## Dataset entries:
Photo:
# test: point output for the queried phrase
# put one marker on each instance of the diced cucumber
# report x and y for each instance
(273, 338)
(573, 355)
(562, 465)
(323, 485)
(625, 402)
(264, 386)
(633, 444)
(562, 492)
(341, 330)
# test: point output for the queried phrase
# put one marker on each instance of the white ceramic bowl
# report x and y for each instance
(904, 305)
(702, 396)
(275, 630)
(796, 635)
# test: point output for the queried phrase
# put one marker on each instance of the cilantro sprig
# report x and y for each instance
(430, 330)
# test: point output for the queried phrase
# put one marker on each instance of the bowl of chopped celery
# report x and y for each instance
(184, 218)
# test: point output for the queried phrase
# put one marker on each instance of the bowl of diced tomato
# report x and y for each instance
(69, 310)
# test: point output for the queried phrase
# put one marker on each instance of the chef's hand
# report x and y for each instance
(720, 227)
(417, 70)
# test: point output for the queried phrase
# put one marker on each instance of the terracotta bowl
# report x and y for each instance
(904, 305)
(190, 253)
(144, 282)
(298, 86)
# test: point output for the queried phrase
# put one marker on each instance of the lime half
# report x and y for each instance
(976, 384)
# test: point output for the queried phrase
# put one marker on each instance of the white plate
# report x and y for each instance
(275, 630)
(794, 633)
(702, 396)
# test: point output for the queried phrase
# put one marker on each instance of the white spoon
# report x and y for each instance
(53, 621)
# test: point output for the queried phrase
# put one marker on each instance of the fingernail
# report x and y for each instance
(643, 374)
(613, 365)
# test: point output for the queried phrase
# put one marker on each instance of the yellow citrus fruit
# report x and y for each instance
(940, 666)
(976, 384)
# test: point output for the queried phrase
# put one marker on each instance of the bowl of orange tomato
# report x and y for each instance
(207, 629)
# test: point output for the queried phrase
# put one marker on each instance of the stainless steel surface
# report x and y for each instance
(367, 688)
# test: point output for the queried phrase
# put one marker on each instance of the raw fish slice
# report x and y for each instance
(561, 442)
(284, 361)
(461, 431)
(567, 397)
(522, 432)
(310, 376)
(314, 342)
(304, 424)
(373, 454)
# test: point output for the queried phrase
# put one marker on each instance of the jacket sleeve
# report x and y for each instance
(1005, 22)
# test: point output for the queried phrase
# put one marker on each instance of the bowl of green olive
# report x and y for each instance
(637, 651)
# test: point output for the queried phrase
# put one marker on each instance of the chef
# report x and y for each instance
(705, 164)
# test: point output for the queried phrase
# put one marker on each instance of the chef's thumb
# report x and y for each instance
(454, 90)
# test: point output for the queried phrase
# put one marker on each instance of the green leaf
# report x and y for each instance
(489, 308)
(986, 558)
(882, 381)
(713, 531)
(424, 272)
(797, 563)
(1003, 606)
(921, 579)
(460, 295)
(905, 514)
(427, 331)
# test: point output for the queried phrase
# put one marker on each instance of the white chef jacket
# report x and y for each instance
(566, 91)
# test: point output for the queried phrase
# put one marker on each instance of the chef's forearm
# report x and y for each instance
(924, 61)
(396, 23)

## WHAT THE TASK REQUIRES:
Retype all of the records above, keeping them identical.

## OUTPUT OF THE TASK:
Photo:
# test: point output for the queried phrase
# put one marker on each instance of the diced cucumber
# report x and y for each instance
(273, 338)
(573, 355)
(562, 465)
(323, 485)
(625, 402)
(264, 386)
(633, 444)
(562, 492)
(341, 330)
# test: point output for the queried phrase
# put one marker on each instance of the white ceramic bowl
# report x and y for each instance
(904, 305)
(702, 396)
(275, 630)
(796, 635)
# test: point output for the queried phrase
# put one marker on each instance of the cilantro sprig
# report x and y for each instance
(430, 330)
# test: point output for the queried phrase
# put one marker on each instance of the bowl of chopped celery
# report x and y for each instance
(184, 218)
# test: point output for the queried phrase
# put one marker on each instance of the bowl of diced tomato
# report x and y for each instance
(69, 310)
# test: point output for the queried phrase
# put one marker on each instance of the chef's hand
# report x and y for each instance
(720, 227)
(417, 70)
# test: point output for the queried phrase
# put one marker on each instance of the terracotta bowl
# report x and y for each instance
(904, 305)
(190, 253)
(144, 282)
(298, 86)
# test: point output for the queried phrase
# put one marker on each instance of the lime half
# report x and y for each instance
(976, 384)
# test: point output for the queried phrase
# put one marker on each instance of the white plate
# report x and y for each instance
(275, 630)
(794, 633)
(702, 396)
# test: point output for the queried phrase
# put one marker on each instance of the white spoon
# report x and y for each instance
(53, 621)
# test: point output for the queried phrase
# put one marker on each instance of the fingernail
# report x and y for each instance
(643, 374)
(613, 365)
# test: point output for the queried phrase
# put one marker on each instance of the yellow citrus fruit
# report x and y for each instance
(940, 666)
(976, 384)
# test: point output for the queried phrase
# put one marker on each instance of the bowl of orange tomato
# report x and y for each instance
(207, 629)
# test: point output for the queried phrase
# put one marker on each instance of the stainless steel surface
# report x and y for each instance
(367, 688)
# test: point output for the queried phrase
# put one marker on each instance of the raw fish slice
# report x and y for each instance
(561, 442)
(284, 361)
(461, 431)
(567, 397)
(522, 432)
(310, 376)
(314, 342)
(304, 424)
(373, 454)
# test: point output for the queried phrase
# put one marker on each instance of the jacket sleeve
# report x and y for each instance
(1005, 22)
# test: point output for the queried phrase
# put one marker on each instance of the bowl of green olive
# report x and y for each instance
(637, 651)
# test: point output for the queried phrase
# put one marker on each instance of the chef
# report x and y for each instance
(705, 164)
# test: point output for the queried phrase
# put one marker on each instance of the chef's thumb
# report x and y for each instance
(454, 90)
# test: point output for the queried phrase
# put one marker on each instance of the green leaf
# report x and y for each instance
(489, 308)
(986, 558)
(882, 381)
(713, 531)
(424, 272)
(797, 563)
(1003, 606)
(921, 579)
(460, 295)
(905, 514)
(427, 331)
# test: point output for the queried phrase
# put one marker on each instance of the white chef jacket
# report x and y for each instance
(566, 91)
# test: point output for the queried phrase
# put one marker on each instance of the chef's forearm
# report x and y for each instance
(924, 61)
(396, 23)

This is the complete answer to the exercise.